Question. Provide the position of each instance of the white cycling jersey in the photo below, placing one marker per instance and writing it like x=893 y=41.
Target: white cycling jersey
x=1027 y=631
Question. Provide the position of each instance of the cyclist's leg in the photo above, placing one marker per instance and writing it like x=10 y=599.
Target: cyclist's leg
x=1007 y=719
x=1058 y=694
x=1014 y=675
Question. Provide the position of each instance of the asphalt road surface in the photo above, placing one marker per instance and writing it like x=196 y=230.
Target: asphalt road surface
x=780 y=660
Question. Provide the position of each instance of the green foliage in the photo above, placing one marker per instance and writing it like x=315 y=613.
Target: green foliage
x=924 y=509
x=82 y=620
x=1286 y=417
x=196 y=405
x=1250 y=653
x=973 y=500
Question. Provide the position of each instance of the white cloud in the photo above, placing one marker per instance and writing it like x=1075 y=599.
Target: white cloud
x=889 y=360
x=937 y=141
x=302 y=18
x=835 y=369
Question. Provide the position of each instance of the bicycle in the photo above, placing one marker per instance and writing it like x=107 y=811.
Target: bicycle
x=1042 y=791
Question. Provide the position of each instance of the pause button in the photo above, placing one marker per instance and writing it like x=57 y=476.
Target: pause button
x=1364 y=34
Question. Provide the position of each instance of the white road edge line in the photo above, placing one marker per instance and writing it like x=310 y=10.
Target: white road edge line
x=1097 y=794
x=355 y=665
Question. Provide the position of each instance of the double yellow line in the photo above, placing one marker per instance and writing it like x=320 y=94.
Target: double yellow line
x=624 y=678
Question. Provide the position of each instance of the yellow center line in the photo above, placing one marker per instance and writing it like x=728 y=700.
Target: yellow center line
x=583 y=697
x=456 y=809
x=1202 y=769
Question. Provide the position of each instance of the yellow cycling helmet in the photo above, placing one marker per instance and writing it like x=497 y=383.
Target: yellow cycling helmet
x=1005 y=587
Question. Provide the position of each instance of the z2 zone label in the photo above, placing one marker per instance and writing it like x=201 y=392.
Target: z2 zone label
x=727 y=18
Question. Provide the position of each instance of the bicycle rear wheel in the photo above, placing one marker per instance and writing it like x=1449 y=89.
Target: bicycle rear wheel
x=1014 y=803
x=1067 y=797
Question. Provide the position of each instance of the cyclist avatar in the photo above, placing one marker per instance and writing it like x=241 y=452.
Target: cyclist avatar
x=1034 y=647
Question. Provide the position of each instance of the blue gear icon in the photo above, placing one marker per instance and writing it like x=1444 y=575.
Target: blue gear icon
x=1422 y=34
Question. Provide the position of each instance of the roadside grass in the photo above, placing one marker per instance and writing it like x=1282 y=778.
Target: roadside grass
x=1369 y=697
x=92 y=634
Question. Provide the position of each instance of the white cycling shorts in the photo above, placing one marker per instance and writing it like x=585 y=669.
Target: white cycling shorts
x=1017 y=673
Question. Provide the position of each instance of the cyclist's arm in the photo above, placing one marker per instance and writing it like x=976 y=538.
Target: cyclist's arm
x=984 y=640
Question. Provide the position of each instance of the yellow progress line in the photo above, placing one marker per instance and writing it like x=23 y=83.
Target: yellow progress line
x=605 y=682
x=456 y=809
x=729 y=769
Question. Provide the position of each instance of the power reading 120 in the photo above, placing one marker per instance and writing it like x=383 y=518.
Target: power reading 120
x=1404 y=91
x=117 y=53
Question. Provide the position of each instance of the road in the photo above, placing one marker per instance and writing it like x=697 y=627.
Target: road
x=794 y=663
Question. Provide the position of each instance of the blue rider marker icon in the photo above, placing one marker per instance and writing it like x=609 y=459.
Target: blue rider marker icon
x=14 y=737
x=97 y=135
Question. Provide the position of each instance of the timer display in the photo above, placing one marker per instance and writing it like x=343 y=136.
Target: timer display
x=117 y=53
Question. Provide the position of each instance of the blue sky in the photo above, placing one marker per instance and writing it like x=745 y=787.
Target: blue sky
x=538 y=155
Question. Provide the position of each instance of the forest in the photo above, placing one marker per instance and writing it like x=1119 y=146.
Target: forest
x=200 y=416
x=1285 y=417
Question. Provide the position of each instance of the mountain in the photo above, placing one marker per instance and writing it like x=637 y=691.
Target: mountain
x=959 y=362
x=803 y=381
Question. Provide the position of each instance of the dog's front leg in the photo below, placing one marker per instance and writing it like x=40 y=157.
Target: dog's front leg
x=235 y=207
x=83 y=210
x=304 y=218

___

» Task: Transcribe the data above so that every line matches exactly.

» Answer for the task:
Question. Provide the position of each instance of the white cycling jersey in the photo below, placing one marker per instance and writing it like x=893 y=41.
Target: white cycling jersey
x=1027 y=631
Question. Provide the position of each instance of the cyclist's leg in the photo above, placing one marker per instance and writing it like x=10 y=599.
Target: cyclist's leg
x=1007 y=719
x=1058 y=694
x=1014 y=675
Question. Provide the position of each instance of the asphalt road surface in the photo above, placing one marker per instance and writing it like x=196 y=230.
Target: asphalt road surface
x=780 y=660
Question. Provide the position of each instance of the green foliage in the photo above, placing one marker per instance and writing it like x=315 y=613.
Target: green foliage
x=924 y=509
x=82 y=620
x=1286 y=417
x=196 y=405
x=1250 y=653
x=973 y=500
Question. Provide the position of each instance of the white cloud in the photo above, placing one marker per instance and writing it like x=1075 y=599.
Target: white cloud
x=889 y=360
x=937 y=141
x=302 y=18
x=835 y=369
Question. Provide the position of each instance of the bicycle in the photo above, placing one marker per instance and writing it like x=107 y=811.
Target: bicycle
x=1042 y=791
Question. Provide the position of each instance of the pause button in the photo above, placing one marker per instance and writing it like x=57 y=476.
Target: pause button
x=1364 y=34
Question. Provide the position of each instance of the white road edge line in the photo above, placing one marker per instance and writing it like x=310 y=10.
Target: white road edge line
x=1097 y=794
x=355 y=665
Question. Provide the position of each instance of the double yellow line in the photo above, placing one marker per instance and writing it like x=320 y=94.
Target: double yellow line
x=624 y=678
Question. Provide the position of each instance of the yellow center line in the photo above, placing one marker per instance and writing it like x=728 y=700.
Target: yellow center line
x=583 y=697
x=456 y=809
x=1202 y=769
Question. Provide the position of each instance of the yellow cycling helmet in the photo above, placing one marker per instance and writing it like x=497 y=383.
Target: yellow cycling helmet
x=1005 y=587
Question. Provide the position of each instance of the z2 zone label in the photo above, placing one marker per instance and writing it like x=201 y=392.
Target: z2 zone label
x=727 y=18
Question. Provide the position of each instance of the bicycle rear wheel in the photo above, placing one marker per instance and writing it like x=1449 y=89.
Target: bicycle rear wheel
x=1014 y=803
x=1067 y=797
Question. Provide the position of each instance of the cyclist avatar in the photo above, placing one marker per instance and writing it like x=241 y=452.
Target: cyclist avatar
x=1034 y=647
Question. Provide the position of each instance of the blue gear icon in the photo above, placing one marker per instance and writing it like x=1444 y=575.
Target: blue gear icon
x=1422 y=34
Question. Provide the position of each instance of the roadside grass in the photo above, placing one marker per instance and writing it like x=1282 y=778.
Target: roadside grass
x=1369 y=697
x=92 y=634
Question. Provide the position of each instance of the white cycling shorts in the photo above, placing one marker per instance and writing it like x=585 y=669.
Target: white cycling shorts
x=1017 y=673
Question. Provide the position of each instance of the cyclist's arm in the photo above, placing one marker per instance and writing it like x=976 y=538.
Target: cyclist's arm
x=984 y=640
Question. Provide the position of each instance of the yellow progress line in the photo above, placing one marker per instance and writing it like x=23 y=83.
Target: yellow progress line
x=605 y=682
x=456 y=809
x=729 y=769
Question. Provide the position of each instance of the power reading 120 in the photo above, placing one marker per instance and writing it like x=383 y=518.
Target: power reading 120
x=1404 y=91
x=117 y=53
Question. Provide the position of each instance of the road in the photo above, placing one marker per instance and writing it like x=697 y=627.
Target: road
x=794 y=663
Question. Provide the position of each instance of the blue rider marker icon in the photo above, placing one marker per instance and writing it like x=609 y=459.
Target: blue rider marker icon
x=14 y=737
x=97 y=135
Question. Provide the position of each instance of the timer display in the photo above, placing one marker per instance and writing it like x=343 y=136.
Target: timer display
x=117 y=53
Question. Provide the position of each instance of the blue sky in the photo above, placing one marker per instance and writing it like x=745 y=787.
Target: blue sky
x=538 y=155
Question. Provide the position of each instance of the forest in the photo above, placing one marker per instance and writing it like x=1119 y=146.
Target: forest
x=200 y=416
x=1285 y=417
Question. Provide the position of each instance of the mountain in the photo above, placing one marker per instance and writing it like x=637 y=691.
Target: mountain
x=959 y=362
x=803 y=381
Question. Provide the position of each instance of the dog's front leg in the photo below, placing one marker per instance and writing it like x=40 y=157.
Target: dog's front leg
x=235 y=207
x=83 y=210
x=304 y=218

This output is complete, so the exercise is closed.